■ **TASK PROMPT**
Rewrite all of the following items, replacing every occurrence of "place one dot per instance" with "mark each instance with a single dot" and leaving everything else unchanged.

[Dataset rows]
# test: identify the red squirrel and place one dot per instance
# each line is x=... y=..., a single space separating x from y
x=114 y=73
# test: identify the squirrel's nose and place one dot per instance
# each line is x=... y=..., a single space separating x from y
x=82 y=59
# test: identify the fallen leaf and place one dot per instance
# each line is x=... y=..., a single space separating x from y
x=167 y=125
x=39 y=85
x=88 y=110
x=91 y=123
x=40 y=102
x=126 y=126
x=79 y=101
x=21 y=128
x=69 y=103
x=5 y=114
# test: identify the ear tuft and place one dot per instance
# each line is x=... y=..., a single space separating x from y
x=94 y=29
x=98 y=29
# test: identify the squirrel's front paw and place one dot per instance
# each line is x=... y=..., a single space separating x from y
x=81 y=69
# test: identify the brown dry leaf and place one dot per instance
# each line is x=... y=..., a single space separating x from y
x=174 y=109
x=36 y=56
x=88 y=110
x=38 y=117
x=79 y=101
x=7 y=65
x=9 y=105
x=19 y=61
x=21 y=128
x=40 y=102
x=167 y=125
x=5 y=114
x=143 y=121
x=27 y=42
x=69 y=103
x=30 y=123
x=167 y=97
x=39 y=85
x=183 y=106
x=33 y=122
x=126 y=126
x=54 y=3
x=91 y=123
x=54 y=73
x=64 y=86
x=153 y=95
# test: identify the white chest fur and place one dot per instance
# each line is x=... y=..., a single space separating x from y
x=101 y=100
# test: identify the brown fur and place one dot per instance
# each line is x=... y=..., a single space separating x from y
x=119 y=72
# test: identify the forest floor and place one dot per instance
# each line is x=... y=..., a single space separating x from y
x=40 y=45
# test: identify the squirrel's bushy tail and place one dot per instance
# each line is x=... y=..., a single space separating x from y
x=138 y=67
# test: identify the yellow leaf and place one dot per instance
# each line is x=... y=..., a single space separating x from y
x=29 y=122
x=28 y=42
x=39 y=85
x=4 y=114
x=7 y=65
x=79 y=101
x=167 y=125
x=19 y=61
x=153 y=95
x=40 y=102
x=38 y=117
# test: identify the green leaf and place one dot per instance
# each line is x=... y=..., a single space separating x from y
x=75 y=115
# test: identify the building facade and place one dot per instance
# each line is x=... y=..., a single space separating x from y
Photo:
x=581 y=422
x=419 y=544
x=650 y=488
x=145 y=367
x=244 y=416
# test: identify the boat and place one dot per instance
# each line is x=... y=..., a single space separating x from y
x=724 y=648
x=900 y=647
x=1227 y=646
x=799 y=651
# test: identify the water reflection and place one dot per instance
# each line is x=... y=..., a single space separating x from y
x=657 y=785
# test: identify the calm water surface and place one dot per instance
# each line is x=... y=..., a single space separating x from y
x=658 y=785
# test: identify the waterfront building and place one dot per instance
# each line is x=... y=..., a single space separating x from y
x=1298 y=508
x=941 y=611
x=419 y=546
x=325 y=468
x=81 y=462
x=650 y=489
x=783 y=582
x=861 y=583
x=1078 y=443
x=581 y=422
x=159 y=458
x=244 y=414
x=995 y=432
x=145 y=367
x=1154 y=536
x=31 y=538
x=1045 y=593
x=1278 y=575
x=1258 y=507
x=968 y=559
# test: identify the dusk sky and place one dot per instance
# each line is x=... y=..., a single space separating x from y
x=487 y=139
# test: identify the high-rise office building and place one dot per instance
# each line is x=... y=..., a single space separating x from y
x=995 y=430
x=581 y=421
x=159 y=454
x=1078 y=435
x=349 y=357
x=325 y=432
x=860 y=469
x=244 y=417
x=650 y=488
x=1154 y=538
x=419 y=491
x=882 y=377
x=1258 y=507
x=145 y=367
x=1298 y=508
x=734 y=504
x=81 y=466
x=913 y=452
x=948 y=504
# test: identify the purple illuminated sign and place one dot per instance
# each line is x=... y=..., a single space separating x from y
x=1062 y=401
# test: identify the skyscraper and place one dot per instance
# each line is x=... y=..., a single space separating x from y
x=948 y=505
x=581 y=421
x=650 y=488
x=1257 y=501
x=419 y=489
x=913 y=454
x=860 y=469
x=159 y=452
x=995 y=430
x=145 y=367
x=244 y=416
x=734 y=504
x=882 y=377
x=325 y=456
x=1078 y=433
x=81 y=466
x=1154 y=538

■ **OUTPUT FOR THIS EXERCISE**
# test: identify the red squirrel and mark each instance with a single dot
# each line is x=... y=..., a single space separating x from y
x=114 y=73
# test: identify the squirrel's nose and mark each instance with a single dot
# each line is x=... y=..., a single space separating x from y
x=82 y=59
# test: identify the fallen leaf and mark each instance with a single dot
# each line is x=... y=..., a single space separating x from y
x=167 y=125
x=39 y=85
x=88 y=110
x=91 y=123
x=40 y=102
x=126 y=126
x=79 y=101
x=21 y=128
x=69 y=103
x=5 y=114
# test: identify the ear tuft and mark each instance with a single dot
# each line is x=... y=..., a single space separating x from y
x=94 y=29
x=98 y=29
# test: identify the squirrel's front paw and mark each instance with a single dot
# each line is x=... y=..., a single space separating x from y
x=81 y=69
# test: identify the brown dry leaf and mark each instance with a single dot
# each line is x=... y=..., a single space separating x from y
x=174 y=109
x=36 y=56
x=88 y=110
x=38 y=117
x=79 y=101
x=7 y=65
x=9 y=105
x=19 y=61
x=21 y=128
x=40 y=102
x=167 y=125
x=5 y=114
x=143 y=121
x=27 y=42
x=69 y=103
x=30 y=123
x=167 y=97
x=39 y=85
x=183 y=106
x=33 y=122
x=126 y=126
x=54 y=3
x=91 y=123
x=54 y=73
x=64 y=86
x=153 y=95
# test: identify the white chest fur and mark each instance with a single dot
# each line is x=... y=..., a single space separating x from y
x=101 y=100
# test: identify the brown fur and mark each instance with a single dot
# each line is x=... y=..., a single space separating x from y
x=119 y=72
# test: identify the forest floor and mark each instance with a single dot
# each line is x=... y=..., a single space separating x from y
x=40 y=45
# test: identify the squirrel's bushy tail and mark each instance with a single dot
# each line is x=... y=..., a single space separating x from y
x=138 y=67
# test: identify the yellow leaf and mark each instance with a single dot
# each line is x=... y=..., a single space separating x from y
x=29 y=122
x=28 y=42
x=39 y=85
x=4 y=114
x=7 y=65
x=79 y=101
x=167 y=125
x=19 y=61
x=153 y=95
x=40 y=102
x=38 y=117
# test: identify the green leaf and mark each instance with a single dot
# each line is x=... y=..., a single space separating x from y
x=75 y=115
# test: identify the building facade and mark each instance with a single dot
# each line is x=... y=..., a single space separating x from y
Photo:
x=581 y=422
x=419 y=544
x=650 y=488
x=145 y=367
x=244 y=416
# test: identify the boat and mark each instance with a single dot
# each line is x=... y=..., a single space separating x from y
x=724 y=648
x=900 y=647
x=1227 y=646
x=799 y=651
# test: identify the water reflection and mark each instance with a single dot
# each line is x=... y=..., a single space separating x from y
x=657 y=785
# test: identify the calm water surface and mark each instance with a single dot
# each line is x=... y=..., a single space separating x from y
x=658 y=785
# test: identify the waterfront building and mark each instance with a single dot
# each line is x=... y=..., a single space separating x from y
x=1298 y=508
x=941 y=611
x=419 y=546
x=325 y=468
x=81 y=462
x=650 y=489
x=783 y=582
x=861 y=583
x=1078 y=443
x=581 y=422
x=159 y=458
x=244 y=414
x=995 y=432
x=145 y=367
x=1154 y=536
x=31 y=538
x=1045 y=593
x=1278 y=575
x=1258 y=507
x=968 y=559
# test: identify the dusk sky and mark each instance with a single dot
# each line is x=... y=..., a single space separating x from y
x=487 y=139
# test: identify the high-rise office building and mark each instance with a single dot
# each line is x=... y=..., a single space separating x from y
x=995 y=430
x=581 y=421
x=159 y=454
x=1078 y=435
x=349 y=357
x=325 y=432
x=860 y=469
x=244 y=417
x=650 y=488
x=1154 y=538
x=419 y=491
x=882 y=377
x=1258 y=507
x=145 y=367
x=1298 y=508
x=734 y=504
x=81 y=466
x=913 y=452
x=948 y=504
# test: identify the purple illuminated sign and mark each instance with a single dot
# each line is x=... y=..., a single space separating x from y
x=1062 y=401
# test: identify the skyscraper and mark each instance with a single dot
# each line is x=... y=..., a single space separating x from y
x=948 y=505
x=581 y=421
x=650 y=488
x=1257 y=501
x=419 y=489
x=913 y=454
x=860 y=469
x=159 y=452
x=995 y=430
x=145 y=367
x=244 y=416
x=734 y=504
x=882 y=377
x=325 y=456
x=1078 y=433
x=81 y=466
x=1154 y=538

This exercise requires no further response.